## TASK TO COMPLETE
Transcribe each of the records below exactly, excluding all pictures.

## DATA IN THIS EXERCISE
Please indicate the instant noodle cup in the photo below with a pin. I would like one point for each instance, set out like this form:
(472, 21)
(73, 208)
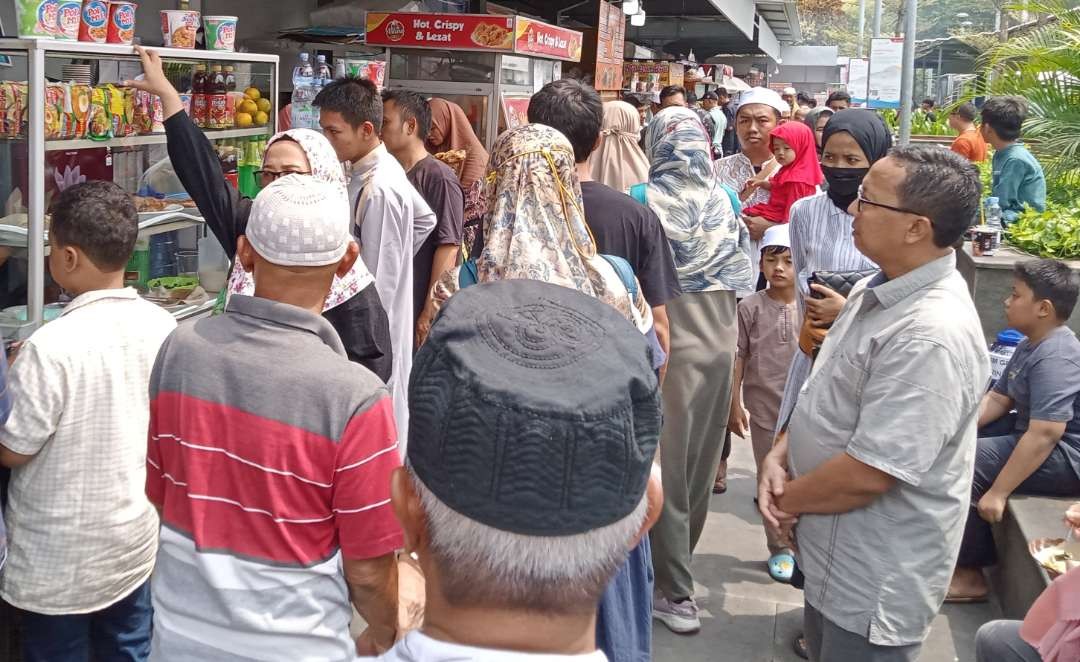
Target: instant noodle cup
(68, 19)
(178, 28)
(37, 17)
(95, 21)
(220, 32)
(121, 23)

## RESPONSE
Please indicate the instant noodle cup in the photo below with a pin. I would like one point for each instance, set out like this form:
(472, 21)
(73, 208)
Target: instant noodle cup
(68, 19)
(178, 28)
(37, 17)
(95, 21)
(220, 32)
(121, 23)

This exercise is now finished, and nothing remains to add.